◆ Document text:

Business

Hong Kong fines Goldman’s Asia unit US$350 mil over 1MDB

Securities regulator says US investment bank compounded for “serious lapses” in risk compliance

Updated 5 years ago · Published on 22 Oct 2020 6:11PM

Hong Kong fines Goldman’s Asia unit US$350 mil over 1MDB
Goldman had accepted the regulator's findings, leading to an early resolution of the disciplinary action. – AFP file pic, October 22, 2020

HONG KONG – Hong Kong’s securities regulator has fined Goldman Sachs’s Asia subsidiary US$350 million (RM1.45 billion) for “serious lapses and deficiencies” in risk compliance and money laundering controls in relation to 1Malaysia Development Berhad.

Hong Kong’s Securities and Futures Commission (SFC) said in a statement today that it had fined Goldman Sachs Asia the said sum for “serious lapses and deficiencies in its management supervisory, risk, compliance and anti-money laundering controls that contributed to the misappropriation of US$2.6 billion” from funds raised across three bond offerings in 2012 and 2013.

◆ Data listing:

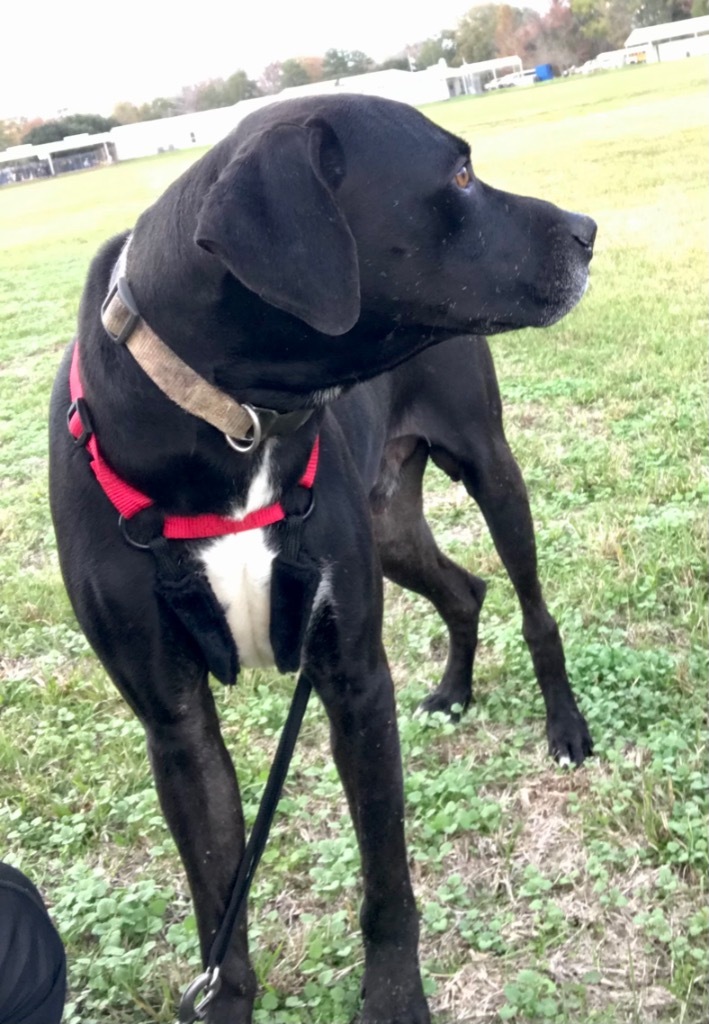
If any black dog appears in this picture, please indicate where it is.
[50,95,595,1024]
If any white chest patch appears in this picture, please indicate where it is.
[200,441,276,669]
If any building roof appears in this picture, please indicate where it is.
[625,14,709,46]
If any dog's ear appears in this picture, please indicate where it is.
[195,121,360,335]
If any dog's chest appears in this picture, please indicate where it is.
[200,450,276,669]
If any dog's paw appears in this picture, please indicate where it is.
[546,711,593,768]
[414,689,471,722]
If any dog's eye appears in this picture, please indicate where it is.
[455,164,472,188]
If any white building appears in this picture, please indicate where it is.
[625,14,709,63]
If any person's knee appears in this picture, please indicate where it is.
[0,863,67,1024]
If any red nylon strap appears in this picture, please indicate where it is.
[69,343,320,541]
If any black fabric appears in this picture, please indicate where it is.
[150,538,240,686]
[0,863,67,1024]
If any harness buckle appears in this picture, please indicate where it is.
[67,398,93,447]
[177,967,221,1024]
[224,404,263,455]
[101,276,140,345]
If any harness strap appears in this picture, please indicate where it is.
[68,342,320,541]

◆ What to do:
1: From the article on the Goldman Sachs fine, copy out everything from "Updated 5 years" down to "2012 and 2013.".
2: Translate this sentence from the Goldman Sachs fine article into Spanish: "Goldman had accepted the regulator's findings, leading to an early resolution of the disciplinary action."

◆ The replies:
1:
Updated 5 years ago · Published on 22 Oct 2020 6:11PM

Hong Kong fines Goldman’s Asia unit US$350 mil over 1MDB
Goldman had accepted the regulator's findings, leading to an early resolution of the disciplinary action. – AFP file pic, October 22, 2020

HONG KONG – Hong Kong’s securities regulator has fined Goldman Sachs’s Asia subsidiary US$350 million (RM1.45 billion) for “serious lapses and deficiencies” in risk compliance and money laundering controls in relation to 1Malaysia Development Berhad.

Hong Kong’s Securities and Futures Commission (SFC) said in a statement today that it had fined Goldman Sachs Asia the said sum for “serious lapses and deficiencies in its management supervisory, risk, compliance and anti-money laundering controls that contributed to the misappropriation of US$2.6 billion” from funds raised across three bond offerings in 2012 and 2013.

2: Goldman había aceptado las conclusiones del regulador, lo que condujo a una pronta resolución de la acción disciplinaria.